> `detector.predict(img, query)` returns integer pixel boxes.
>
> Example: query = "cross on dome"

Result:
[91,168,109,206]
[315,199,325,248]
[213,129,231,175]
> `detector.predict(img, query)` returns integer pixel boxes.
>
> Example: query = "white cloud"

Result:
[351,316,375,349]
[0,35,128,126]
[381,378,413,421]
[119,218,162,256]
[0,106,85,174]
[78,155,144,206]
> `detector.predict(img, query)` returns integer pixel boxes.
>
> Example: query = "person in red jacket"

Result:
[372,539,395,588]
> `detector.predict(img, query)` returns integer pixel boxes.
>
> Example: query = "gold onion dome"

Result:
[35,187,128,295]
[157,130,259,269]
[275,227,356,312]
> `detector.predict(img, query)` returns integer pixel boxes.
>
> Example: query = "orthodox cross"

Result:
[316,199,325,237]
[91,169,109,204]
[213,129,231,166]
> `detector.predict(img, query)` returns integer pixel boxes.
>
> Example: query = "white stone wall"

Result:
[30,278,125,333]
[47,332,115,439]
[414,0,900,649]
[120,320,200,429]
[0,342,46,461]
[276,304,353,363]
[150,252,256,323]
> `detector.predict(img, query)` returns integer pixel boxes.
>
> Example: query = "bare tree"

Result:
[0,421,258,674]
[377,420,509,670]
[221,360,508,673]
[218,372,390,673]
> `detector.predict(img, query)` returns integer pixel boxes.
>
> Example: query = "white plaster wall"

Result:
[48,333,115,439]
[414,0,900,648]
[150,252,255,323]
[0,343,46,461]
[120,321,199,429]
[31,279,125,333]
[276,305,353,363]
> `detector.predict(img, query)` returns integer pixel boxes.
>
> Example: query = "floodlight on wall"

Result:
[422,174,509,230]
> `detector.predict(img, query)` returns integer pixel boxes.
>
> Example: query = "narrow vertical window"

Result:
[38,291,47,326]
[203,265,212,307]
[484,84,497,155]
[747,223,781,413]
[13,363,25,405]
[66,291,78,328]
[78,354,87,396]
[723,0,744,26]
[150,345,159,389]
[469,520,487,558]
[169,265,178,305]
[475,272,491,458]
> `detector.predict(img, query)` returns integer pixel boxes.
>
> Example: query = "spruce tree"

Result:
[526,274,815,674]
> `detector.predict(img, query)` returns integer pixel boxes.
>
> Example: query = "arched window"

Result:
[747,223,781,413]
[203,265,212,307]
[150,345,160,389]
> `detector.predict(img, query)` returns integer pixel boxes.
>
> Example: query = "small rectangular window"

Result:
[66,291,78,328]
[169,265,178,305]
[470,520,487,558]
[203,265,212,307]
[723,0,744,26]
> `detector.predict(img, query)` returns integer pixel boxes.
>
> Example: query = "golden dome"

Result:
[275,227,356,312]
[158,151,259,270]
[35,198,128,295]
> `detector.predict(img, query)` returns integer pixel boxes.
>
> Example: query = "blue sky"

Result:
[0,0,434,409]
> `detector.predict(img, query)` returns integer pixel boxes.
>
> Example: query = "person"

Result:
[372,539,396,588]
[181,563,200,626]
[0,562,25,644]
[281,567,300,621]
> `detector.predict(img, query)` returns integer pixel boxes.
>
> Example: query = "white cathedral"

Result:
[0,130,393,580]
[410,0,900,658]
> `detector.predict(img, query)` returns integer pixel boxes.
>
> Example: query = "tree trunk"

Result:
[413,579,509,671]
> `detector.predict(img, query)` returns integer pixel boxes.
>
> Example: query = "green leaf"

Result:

=====

-- Exercice proposé --
Reproduisez mot pour mot l'ensemble des données ci-dessus, ligne par ligne.

-- Solution du problème --
> `detector.predict(img, query)` returns integer pixel boxes.
>
> Example: query = "cross on dome"

Result:
[91,168,109,206]
[315,199,325,248]
[213,129,231,175]
> `detector.predict(img, query)` returns integer pixel boxes.
>
> Example: query = "white cloud"

Result:
[351,316,375,349]
[0,35,128,126]
[381,378,413,421]
[119,218,162,256]
[0,106,85,174]
[78,155,144,206]
> `detector.predict(img, query)` returns integer pixel boxes.
>
> Example: query = "person in red jacket"

Result:
[372,539,395,588]
> `detector.predict(img, query)` returns integer pixel boxes.
>
> Example: query = "gold onion dome"

Result:
[35,187,128,295]
[157,130,259,269]
[275,227,356,312]
> `detector.predict(img, query)` returns integer pixel boxes.
>
> Example: query = "orthodox cross"

Result:
[316,199,325,237]
[91,169,109,204]
[213,129,231,166]
> `detector.predict(img, query)` returns integer pixel boxes.
>
> Example: query = "white stone wall"

Result:
[30,278,125,333]
[47,332,115,439]
[414,0,900,649]
[120,320,200,429]
[0,342,46,461]
[276,304,353,363]
[150,252,256,323]
> `detector.predict(img, query)` returns integer pixel boxes.
>
> Example: query = "bare tree"

Result:
[0,421,258,674]
[377,420,509,670]
[221,360,508,673]
[218,372,390,673]
> `detector.predict(img, query)` returns integer pixel boxes.
>
> Example: query = "white plaster wall"

Result:
[48,333,115,439]
[414,0,900,648]
[150,252,255,323]
[0,343,46,461]
[120,321,199,429]
[31,279,125,333]
[276,305,353,363]
> `detector.predict(img, query)` returns integer pixel boxes.
>
> Example: query = "floodlight on wall"

Result:
[422,174,509,230]
> `detector.predict(img, query)` returns integer pixel boxes.
>
> Example: query = "narrow vertical window"

Result:
[38,291,47,326]
[203,265,212,307]
[484,84,497,155]
[747,223,781,413]
[13,363,25,405]
[66,291,78,328]
[78,354,87,396]
[723,0,744,26]
[150,345,159,389]
[469,520,487,558]
[169,265,178,305]
[475,272,491,458]
> `detector.predict(img, query)` returns integer pixel boxes.
>
> Example: query = "spruce tree"

Result:
[526,274,815,674]
> `detector.predict(img, query)` returns integer pixel boxes.
>
> Example: query = "arched window"

Result:
[747,223,781,413]
[203,265,212,307]
[150,345,160,389]
> `detector.predict(img, query)` returns integer pixel boxes.
>
> Example: query = "small rectangular window"

Result:
[66,291,78,328]
[169,265,178,305]
[470,520,487,558]
[203,265,212,307]
[723,0,744,26]
> `detector.predict(img, query)` returns integer pixel boxes.
>
> Example: query = "golden dome"

Result:
[275,227,356,312]
[158,151,259,270]
[35,198,128,295]
> `detector.predict(img, query)` returns integer pixel boxes.
>
> Example: query = "blue sky"

Result:
[0,0,434,409]
> `detector.predict(img, query)` returns integer pixel boxes.
>
> Example: query = "person"

Result:
[372,539,396,588]
[181,563,200,626]
[0,562,25,644]
[281,567,300,621]
> `detector.predict(img, query)` returns integer pixel boxes.
>
> Example: query = "white cathedral"

Result:
[0,130,393,580]
[410,0,900,658]
> `detector.predict(img, query)` returns integer pixel boxes.
>
> Example: query = "tree trunk"

Result:
[413,579,509,671]
> `detector.predict(img, query)` returns integer pixel boxes.
>
> Example: query = "green leaf"

Result:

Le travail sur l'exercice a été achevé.